Write out every line of the material exactly as it appears.

» Dataset records
· · · ·

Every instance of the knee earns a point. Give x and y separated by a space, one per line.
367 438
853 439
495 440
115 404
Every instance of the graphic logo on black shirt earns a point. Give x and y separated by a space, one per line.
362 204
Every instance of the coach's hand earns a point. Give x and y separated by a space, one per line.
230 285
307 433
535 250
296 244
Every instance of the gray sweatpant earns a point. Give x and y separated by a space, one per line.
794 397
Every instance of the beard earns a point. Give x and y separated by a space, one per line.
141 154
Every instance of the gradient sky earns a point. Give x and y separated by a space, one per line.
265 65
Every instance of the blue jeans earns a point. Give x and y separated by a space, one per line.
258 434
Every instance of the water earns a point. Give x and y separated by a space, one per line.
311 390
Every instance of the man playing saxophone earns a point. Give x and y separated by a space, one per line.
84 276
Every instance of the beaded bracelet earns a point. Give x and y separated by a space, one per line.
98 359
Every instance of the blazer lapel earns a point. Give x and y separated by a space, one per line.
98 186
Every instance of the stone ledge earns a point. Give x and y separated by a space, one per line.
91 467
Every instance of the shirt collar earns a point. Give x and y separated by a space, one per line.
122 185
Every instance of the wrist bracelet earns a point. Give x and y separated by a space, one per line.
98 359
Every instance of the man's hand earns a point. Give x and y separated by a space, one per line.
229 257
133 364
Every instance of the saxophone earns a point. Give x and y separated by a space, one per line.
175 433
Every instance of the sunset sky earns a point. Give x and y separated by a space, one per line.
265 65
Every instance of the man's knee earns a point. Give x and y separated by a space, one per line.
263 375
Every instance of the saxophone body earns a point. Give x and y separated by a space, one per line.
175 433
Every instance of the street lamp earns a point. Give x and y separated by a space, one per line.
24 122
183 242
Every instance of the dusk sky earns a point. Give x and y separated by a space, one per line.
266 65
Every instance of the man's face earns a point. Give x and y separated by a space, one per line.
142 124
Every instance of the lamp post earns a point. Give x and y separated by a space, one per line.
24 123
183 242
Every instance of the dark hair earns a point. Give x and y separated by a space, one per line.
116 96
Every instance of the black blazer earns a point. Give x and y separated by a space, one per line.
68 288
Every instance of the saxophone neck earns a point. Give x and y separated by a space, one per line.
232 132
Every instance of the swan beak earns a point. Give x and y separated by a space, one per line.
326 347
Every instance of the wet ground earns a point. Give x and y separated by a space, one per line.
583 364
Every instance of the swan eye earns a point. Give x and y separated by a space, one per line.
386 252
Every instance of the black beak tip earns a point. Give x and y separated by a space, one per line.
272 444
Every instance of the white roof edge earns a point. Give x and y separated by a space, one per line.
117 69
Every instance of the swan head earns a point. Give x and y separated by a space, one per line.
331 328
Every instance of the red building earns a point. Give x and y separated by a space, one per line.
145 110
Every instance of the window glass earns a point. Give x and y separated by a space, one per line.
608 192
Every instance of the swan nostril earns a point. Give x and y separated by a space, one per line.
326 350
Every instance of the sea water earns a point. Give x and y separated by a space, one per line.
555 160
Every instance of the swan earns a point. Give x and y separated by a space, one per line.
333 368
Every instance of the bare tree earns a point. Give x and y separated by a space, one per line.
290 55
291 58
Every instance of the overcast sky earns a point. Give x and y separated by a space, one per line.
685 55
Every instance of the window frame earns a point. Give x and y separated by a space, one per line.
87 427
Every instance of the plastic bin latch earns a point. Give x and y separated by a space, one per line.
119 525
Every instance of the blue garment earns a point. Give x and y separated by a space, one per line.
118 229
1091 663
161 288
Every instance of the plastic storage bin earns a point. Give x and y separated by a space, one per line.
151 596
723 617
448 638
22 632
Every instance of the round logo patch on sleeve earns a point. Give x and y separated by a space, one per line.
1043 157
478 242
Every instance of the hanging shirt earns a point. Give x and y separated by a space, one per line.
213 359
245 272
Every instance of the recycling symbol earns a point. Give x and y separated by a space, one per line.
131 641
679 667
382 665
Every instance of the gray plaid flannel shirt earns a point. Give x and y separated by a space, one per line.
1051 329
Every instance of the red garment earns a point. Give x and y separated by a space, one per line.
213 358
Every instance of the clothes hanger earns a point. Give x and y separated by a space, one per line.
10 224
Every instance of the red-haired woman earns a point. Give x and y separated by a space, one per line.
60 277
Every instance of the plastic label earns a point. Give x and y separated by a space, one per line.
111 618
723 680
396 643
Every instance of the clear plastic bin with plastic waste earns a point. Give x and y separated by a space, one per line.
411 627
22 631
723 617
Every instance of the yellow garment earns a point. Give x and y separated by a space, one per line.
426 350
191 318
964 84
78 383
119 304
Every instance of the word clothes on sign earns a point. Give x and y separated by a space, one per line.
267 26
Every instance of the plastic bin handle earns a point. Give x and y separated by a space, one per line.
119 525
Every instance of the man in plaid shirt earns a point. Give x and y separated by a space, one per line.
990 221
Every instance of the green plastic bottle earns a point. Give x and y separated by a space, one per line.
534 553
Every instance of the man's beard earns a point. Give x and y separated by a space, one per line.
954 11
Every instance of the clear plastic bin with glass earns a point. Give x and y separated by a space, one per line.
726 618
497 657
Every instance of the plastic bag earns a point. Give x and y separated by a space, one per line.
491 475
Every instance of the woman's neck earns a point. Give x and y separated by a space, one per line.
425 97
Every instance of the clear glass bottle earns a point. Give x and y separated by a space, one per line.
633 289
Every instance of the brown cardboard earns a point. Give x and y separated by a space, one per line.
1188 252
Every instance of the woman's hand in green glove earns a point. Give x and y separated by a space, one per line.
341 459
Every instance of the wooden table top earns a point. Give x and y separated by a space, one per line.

· · · ·

» Solution for this problem
Every instance of the knee earns a point. Give x and y separated by a space, one per line.
367 438
853 439
495 440
115 404
Every instance of the graphic logo on black shirt earns a point. Give x and y separated by a space, one per line.
362 204
Every instance of the coach's hand earns a point. Give x and y separated by a space, one per line.
230 285
307 433
535 250
296 244
Every instance of the gray sweatpant earns a point. Give x and y separated by a space, one per line.
794 397
Every instance of the beard earns a point. Give x and y separated by a space, one per line.
141 154
Every instance of the gradient sky earns a point. Give x and y separated by a space, one per line.
265 65
Every instance of the blue jeans earns a point. Give x and y separated by a space, one per line.
258 434
Every instance of the water earns a point. Give x and y separated by a space, one per line.
311 390
Every instance of the man playing saxophone earns a point. Give x and y separated by a space, one per line.
84 276
Every instance of the beaded bracelet earns a point. Give x and y separated by a space, one per line.
98 359
Every instance of the blazer lapel earns a point. Give x and y separated by a space, one per line.
98 186
Every instance of the stone ledge earns a point. Give x and y separated by a space, one per line.
91 467
Every instance of the shirt collar earns a point. Give x and y separated by a space, one per line.
122 185
Every instance of the wrist bracelet earns a point. Give x and y separated by a space, one per line.
98 359
Every instance of the man's hand earns a point. Give x and y separated by a space, one per line.
229 257
133 364
Every instance of the saxophone earns a point. Give x and y separated by a space, one per line.
175 433
Every instance of the sunset sky earns a point. Give x and y separated by a space, one per line.
265 65
Every instance of the man's knee earns a point. Give x and y separated by a space, one per line.
263 375
Every instance of the saxophone body earns a point. Give x and y separated by a space, one per line.
175 433
Every instance of the street lamp earns a point. Give x and y separated by a space, one per line.
24 122
183 242
Every instance of the dusk sky earns a point. Give x and y separated by a space, one per line.
266 65
Every instance of the man's face earns a point. Give x and y separated by a space, one per line.
142 124
Every instance of the lamp post earns a point. Give x and y separated by a space, one per line.
24 123
183 242
Every instance of the dark hair earns a point. Give x and y separated by a space, one per line.
116 96
Every instance of the black blazer earns a point. Give x and y separated by a space, one per line.
68 288
Every instance of the saxophone neck earns a point. Give x and y separated by a space, one per line.
232 132
Every instance of the swan beak earns a point. Give x and y separated by a space, one per line.
326 347
Every instance of the wet ground earns a point. Give x and y separated by a space, one per line.
583 364
Every instance of the swan eye earns a point. Give x and y separated by a space, one per line.
386 252
Every instance of the black beak tip earns a point. Give x and y separated by a space, one per line.
272 444
Every instance of the white roof edge earns a point. Give x and y separated by a space, one per line.
117 69
Every instance of the swan head earns a point. Give x and y separated by a space, one per line.
331 328
Every instance of the red building earns a point. Give x and y separated by a space, one per line.
145 110
Every instance of the window glass earns a point. Give x and y separated by a space, one per line.
608 192
Every instance of the swan nostril earns a point. Give x and y separated by a space, one per line.
326 350
Every instance of the sea water earns a point. Give x and y separated by a space, one per line.
555 160
Every instance of the swan earns a point. Give x and y separated by a space, one per line.
333 368
Every instance of the bare tree earns a point. Give x and y separated by a space, one per line.
290 55
291 58
Every instance of the overcast sky earns a point. Give x and y separated by a space, one per line.
685 55
Every instance of the window frame earns a point. Give x and y separated by a space, one per line.
87 427
Every instance of the plastic bin latch earns a point. Give x and y separated by a space, one per line.
119 525
Every instance of the blue garment earns a point. Give x and y separated by a space, one per line.
118 229
1091 663
161 288
Every instance of the plastic storage bin earns a point. Give x and y separated by a space, one per line.
151 596
723 617
448 638
22 632
Every instance of the round logo patch on sleeve earns a point. Give x and y separated by a space, one per line.
1043 157
478 242
Every instance of the hanging shirt earns a point. Give x and y separated by a space, one per line.
213 359
245 272
Every instance of the recycling symbol earns a point. Give x and y separated by a space, one per line.
131 641
679 667
382 665
Every instance of the gray plaid flannel shirt earns a point. Give x and y separated by a space, one per line.
1051 329
Every instance of the red garment earns a point. Give x and y separated by a space, one per line.
213 358
Every instance of the clothes hanger earns a point. Give x and y separated by a space, one per line.
10 224
Every instance of the red-haired woman earns a point. Give x and y separated by a space, one per line.
60 277
Every instance of the plastic label earns a point. Give x and y separated by a space, one per line.
111 618
723 680
396 643
Every instance of the clear plastic bin with plastic waste earns a point. Give x and y separated by a space, one per line.
411 627
22 631
723 617
Every instance of the yellow garment earns a point. Give x and y separated by a space, one per line.
426 350
191 318
964 84
78 383
119 304
Every instance of the word clothes on sign earns a point. Give x and y separated by a space, one per line.
267 26
Every instance of the plastic bin handle earns a point. Give x and y separated by a space, one per line.
119 525
Every instance of the man in plaid shirt earns a point. Give x and y separated by a space, one per line.
990 221
Every instance of the green plastic bottle earns a point. Give x and y separated by a space, one per line.
534 553
Every instance of the man's beard earns a point. Give x and y separated by a space, one per line.
954 11
Every instance of the clear plastic bin with glass earns a point. Give x and y separated by a space, one per line.
726 618
497 657
Every instance of the plastic bag earns a point. Give x and y separated by a space, one per line.
491 475
Every instance of the woman's neck earns a point. Give x and y separated by a space, one per line.
425 97
Every instance of the clear glass bottle earns a point. Give x and y separated by a space, one per line.
633 289
Every instance of the brown cardboard earns a point. Give x and y separated by a space, one per line.
1188 252
Every instance of the woman's hand in green glove earns a point. Give x and y separated by a space, one per line.
341 459
Every instance of the wooden table top earns a point. Give x and y separated by a space, one per line.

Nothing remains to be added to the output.